▶ TEXTE FOURNI
____________

La droite républicaine de l’Assemblée nationale a déjà répondu à ces questions dans une proposition de loi constitutionnelle « relative à la souveraineté de la France, à la nationalité, à l’immigration et à l’asile » déposée en juin 2023. Elle ne s’embarrasse pas de nuances et y raye d’un trait de plume toutes les restrictions posées par l’article 11, le référendum pouvant alors porter sur toutes les matières législatives. Aucune justification de nature « démocratique » ici : l’exposé des motifs se contente de noter que le champ référendaire inclura notamment « les questions relatives à l’entrée et au séjour des étrangers en France ainsi que le droit de la nationalité ». Mais le plus intéressant est que cette proposition de réforme constitutionnelle prévoit d’ajouter les lois organiques – qui visent à compléter ou à préciser certains articles de la Constitution – au champ du référendum. Les lois organiques doivent être prévues dans les articles concernés de la Constitution, elles sont adoptées selon une procédure particulière et plus contraignante que la loi « ordinaire », et elles ne peuvent être promulguées qu’après la déclaration par le Conseil constitutionnel de leur conformité à la Constitution. Pourquoi cet ajout ? En fait, dans l’esprit des programmes de Marine Le Pen et d’Eric Zemmour lors de la dernière élection présidentielle, il s’agit pour la droite républicaine de se donner les moyens de réviser subrepticement la Constitution par référendum en instaurant des limites aux articles 55 (primauté des traités internationaux sur les lois nationales) et 88-1 (sur la participation de la France à l’Union européenne).

On le voit, un élargissement sans bornes et irréfléchi du champ référendaire, pour des raisons qui plus est purement instrumentales, ouvrirait un espace considérable à un (futur) président cherchant à contourner le cadre de l’État de droit national et international. Si l’on veut étendre les objets du référendum et en même temps éviter ce risque d’un usage illibéral, quelle que soit l’extension finalement retenue ou les exceptions formulées, il faudra donc ajouter à la réforme du champ référendaire deux contraintes supplémentaires portant sur l’engagement de l’opération référendaire elle-même.

D’une part, il faudra interdire l’utilisation du référendum législatif pour réviser la Constitution et exclure, pour cette raison, les lois organiques du champ référendaire. Si tous les juristes conviennent, en dépit du double précédent gaullien, que la Constitution ne peut être révisée en l’état qu’en vertu de l’article 89 (obligeant alors, préalablement à l’organisation éventuelle d’un référendum, à une adoption du projet de révision en termes identiques par les deux chambres parlementaires), l’intention affichée d’Éric Zemmour et de Marine Le Pen, lors de la dernière présidentielle, d’utiliser l’article 11 pour modifier des pans essentiels de notre Constitution et de notre patrimoine de droits fondamentaux, et aujourd’hui celle des députés LR d’utiliser la voie détournée d’un référendum sur des lois organiques pour échapper à nos obligations internationales et européennes, oblige à inscrire explicitement dans la Constitution cette interdiction.

____________

▶ CONSIGNES D'EXERCICE
1 – Restituez sans modification le passage du texte sur le champ référendaire qui débute à « On le voit, un » et s'achève à « l’opération référendaire elle-même. ».
2 – Donnez uniquement le nombre de lignes des entrées ci-dessous qui contiennent la chaîne « pole », en respectant la casse.

▶ EXTRAITS DES ENTRÉES
____________

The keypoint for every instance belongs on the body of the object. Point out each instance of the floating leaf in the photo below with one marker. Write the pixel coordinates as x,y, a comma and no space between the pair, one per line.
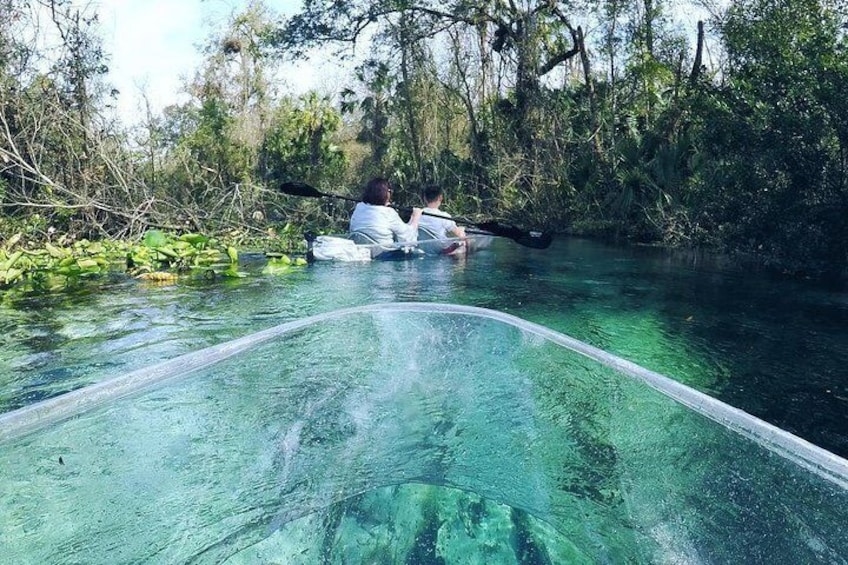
195,239
154,238
158,276
13,240
55,252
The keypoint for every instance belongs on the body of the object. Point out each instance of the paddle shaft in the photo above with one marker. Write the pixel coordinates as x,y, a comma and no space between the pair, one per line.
534,239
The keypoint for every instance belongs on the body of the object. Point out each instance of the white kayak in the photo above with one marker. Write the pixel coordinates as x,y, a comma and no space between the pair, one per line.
359,247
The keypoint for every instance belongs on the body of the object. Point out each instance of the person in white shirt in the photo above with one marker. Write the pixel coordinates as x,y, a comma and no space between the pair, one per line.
435,220
374,218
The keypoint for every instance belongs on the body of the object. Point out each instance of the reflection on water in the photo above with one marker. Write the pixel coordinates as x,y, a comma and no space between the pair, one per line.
775,348
408,437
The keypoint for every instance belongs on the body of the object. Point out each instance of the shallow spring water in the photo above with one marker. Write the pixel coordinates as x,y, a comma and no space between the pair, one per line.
396,435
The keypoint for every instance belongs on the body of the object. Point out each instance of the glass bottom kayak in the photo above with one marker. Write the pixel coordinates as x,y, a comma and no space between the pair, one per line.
409,433
344,248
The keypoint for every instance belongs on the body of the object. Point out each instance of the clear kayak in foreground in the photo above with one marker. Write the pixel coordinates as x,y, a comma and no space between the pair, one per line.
409,433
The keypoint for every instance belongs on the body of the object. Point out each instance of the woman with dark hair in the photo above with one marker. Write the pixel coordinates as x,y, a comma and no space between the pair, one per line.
376,220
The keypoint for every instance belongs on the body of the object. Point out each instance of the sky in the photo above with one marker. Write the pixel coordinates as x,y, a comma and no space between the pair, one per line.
153,46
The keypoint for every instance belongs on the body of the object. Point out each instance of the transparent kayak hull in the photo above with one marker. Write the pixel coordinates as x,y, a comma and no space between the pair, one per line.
409,433
341,248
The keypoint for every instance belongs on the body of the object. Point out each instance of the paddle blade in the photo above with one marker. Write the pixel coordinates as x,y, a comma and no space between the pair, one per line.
533,239
296,188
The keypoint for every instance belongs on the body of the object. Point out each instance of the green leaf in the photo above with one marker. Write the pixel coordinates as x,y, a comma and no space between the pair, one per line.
155,238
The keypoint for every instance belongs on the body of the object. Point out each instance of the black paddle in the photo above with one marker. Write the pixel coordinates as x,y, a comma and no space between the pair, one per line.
534,239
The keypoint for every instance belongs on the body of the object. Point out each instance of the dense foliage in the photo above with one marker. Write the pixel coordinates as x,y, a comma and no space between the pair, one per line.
613,118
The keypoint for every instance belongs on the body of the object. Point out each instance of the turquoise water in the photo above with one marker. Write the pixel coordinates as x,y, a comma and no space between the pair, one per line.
427,438
774,348
408,437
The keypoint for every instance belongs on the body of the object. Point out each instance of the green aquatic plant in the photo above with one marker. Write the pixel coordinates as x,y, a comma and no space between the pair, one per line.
158,257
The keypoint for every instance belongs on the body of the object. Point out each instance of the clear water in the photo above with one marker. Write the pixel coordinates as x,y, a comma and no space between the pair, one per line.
777,349
408,437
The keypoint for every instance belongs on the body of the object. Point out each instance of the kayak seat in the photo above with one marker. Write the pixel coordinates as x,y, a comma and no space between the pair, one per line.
426,233
362,238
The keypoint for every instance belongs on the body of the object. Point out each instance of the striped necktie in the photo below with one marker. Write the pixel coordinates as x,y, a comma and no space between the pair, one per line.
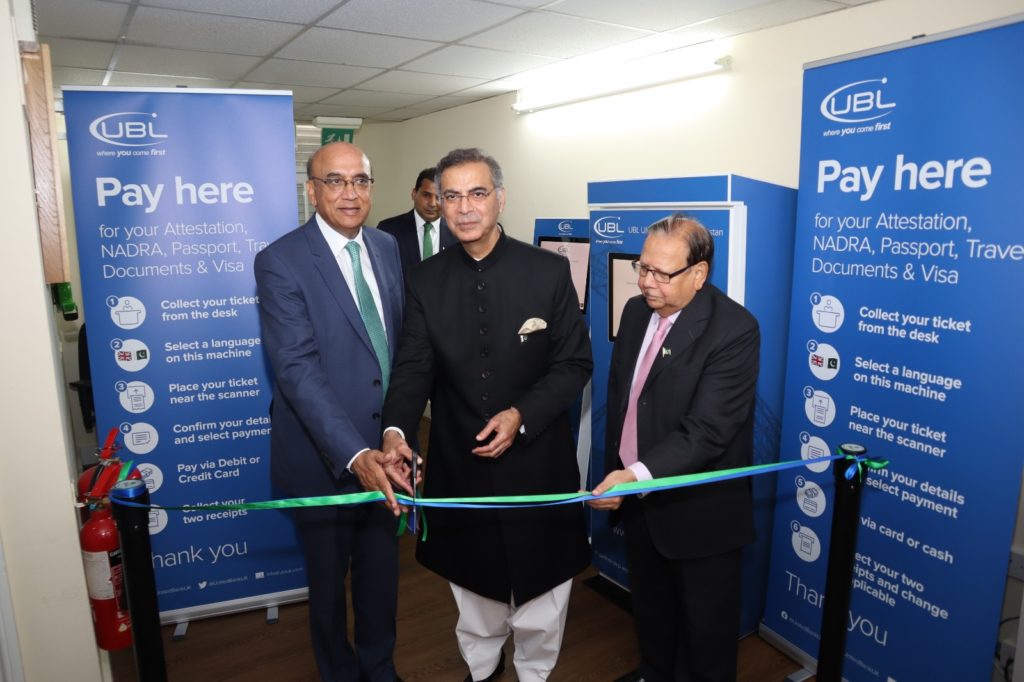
368,310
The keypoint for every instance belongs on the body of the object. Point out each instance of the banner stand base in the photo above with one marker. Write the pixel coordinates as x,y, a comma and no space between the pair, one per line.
786,647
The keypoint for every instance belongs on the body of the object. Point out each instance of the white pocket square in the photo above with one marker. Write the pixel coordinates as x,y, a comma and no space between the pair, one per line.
532,325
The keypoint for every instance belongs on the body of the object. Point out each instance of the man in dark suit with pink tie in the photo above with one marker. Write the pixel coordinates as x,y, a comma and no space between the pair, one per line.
681,394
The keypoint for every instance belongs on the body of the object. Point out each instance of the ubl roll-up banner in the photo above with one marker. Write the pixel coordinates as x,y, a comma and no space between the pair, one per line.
905,338
174,194
752,224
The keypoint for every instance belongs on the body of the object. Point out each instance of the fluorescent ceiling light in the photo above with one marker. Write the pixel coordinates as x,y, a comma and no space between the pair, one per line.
337,122
569,83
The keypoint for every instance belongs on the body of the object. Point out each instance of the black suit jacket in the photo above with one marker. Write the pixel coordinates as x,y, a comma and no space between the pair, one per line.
695,413
461,346
403,228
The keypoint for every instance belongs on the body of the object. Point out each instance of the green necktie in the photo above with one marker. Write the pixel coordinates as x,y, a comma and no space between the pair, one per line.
368,310
428,242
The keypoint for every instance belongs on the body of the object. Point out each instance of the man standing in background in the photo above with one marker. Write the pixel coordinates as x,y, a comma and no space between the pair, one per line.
420,232
331,297
681,394
494,335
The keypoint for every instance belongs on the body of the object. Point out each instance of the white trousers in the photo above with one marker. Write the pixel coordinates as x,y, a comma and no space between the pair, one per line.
537,628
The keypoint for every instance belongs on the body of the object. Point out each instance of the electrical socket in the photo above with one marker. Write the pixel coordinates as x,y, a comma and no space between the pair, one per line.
1016,569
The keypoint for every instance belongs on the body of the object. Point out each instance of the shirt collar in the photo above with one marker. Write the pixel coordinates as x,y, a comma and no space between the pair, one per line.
335,240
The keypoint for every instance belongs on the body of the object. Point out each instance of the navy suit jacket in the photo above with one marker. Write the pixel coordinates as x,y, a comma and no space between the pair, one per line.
328,393
403,228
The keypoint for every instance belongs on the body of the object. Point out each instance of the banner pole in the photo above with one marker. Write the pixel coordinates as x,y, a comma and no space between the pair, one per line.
842,550
140,584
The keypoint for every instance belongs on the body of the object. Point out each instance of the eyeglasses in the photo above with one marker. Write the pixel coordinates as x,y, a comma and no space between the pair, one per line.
659,276
360,183
474,196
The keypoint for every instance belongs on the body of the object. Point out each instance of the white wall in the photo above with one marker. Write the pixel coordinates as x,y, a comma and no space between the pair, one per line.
38,525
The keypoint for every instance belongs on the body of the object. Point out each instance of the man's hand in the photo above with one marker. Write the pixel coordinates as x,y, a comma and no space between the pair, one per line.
612,479
505,425
399,457
372,466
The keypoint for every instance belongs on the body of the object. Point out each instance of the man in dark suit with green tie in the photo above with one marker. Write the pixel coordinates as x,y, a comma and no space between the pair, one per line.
421,232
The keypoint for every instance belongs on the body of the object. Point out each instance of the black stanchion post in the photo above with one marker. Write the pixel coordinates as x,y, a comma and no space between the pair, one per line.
842,548
140,585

____________

▶ RÉPONSES PAR CONSIGNE
1 –
On le voit, un élargissement sans bornes et irréfléchi du champ référendaire, pour des raisons qui plus est purement instrumentales, ouvrirait un espace considérable à un (futur) président cherchant à contourner le cadre de l’État de droit national et international. Si l’on veut étendre les objets du référendum et en même temps éviter ce risque d’un usage illibéral, quelle que soit l’extension finalement retenue ou les exceptions formulées, il faudra donc ajouter à la réforme du champ référendaire deux contraintes supplémentaires portant sur l’engagement de l’opération référendaire elle-même.

2 – 1